Work through the material beneath and count the lines that include "this"; the answer is that number alone.
┌──
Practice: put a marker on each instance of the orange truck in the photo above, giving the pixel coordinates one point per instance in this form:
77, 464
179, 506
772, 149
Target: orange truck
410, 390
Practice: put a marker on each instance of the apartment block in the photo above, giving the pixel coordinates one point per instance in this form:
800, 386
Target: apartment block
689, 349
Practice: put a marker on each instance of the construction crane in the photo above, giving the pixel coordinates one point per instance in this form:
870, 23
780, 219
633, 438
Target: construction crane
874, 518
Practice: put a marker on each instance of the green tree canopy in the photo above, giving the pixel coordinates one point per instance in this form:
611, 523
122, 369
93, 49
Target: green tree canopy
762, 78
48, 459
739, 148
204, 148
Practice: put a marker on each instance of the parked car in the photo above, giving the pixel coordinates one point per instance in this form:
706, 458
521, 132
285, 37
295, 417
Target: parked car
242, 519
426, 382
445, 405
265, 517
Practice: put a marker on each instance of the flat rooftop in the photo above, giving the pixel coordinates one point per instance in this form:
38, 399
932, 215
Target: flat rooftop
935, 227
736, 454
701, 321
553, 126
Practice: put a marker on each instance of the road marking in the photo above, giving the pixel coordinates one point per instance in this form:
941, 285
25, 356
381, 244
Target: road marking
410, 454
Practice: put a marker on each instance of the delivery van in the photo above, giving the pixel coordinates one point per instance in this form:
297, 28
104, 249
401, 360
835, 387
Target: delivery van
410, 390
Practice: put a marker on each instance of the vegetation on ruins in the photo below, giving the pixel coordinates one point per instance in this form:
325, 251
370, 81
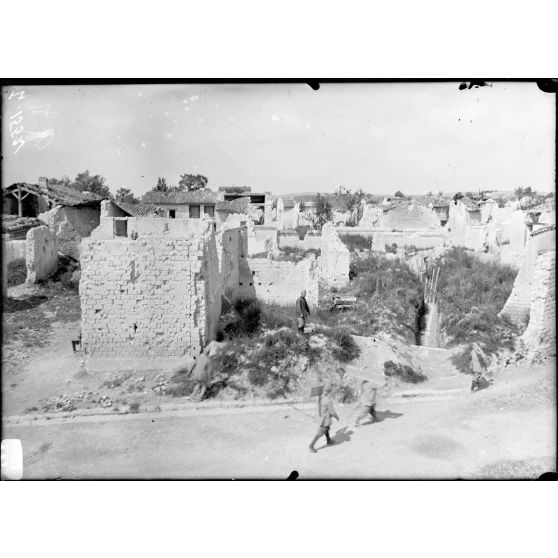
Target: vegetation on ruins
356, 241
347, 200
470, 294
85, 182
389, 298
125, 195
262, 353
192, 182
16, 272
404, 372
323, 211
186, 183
└──
EXERCISE SOLUTION:
9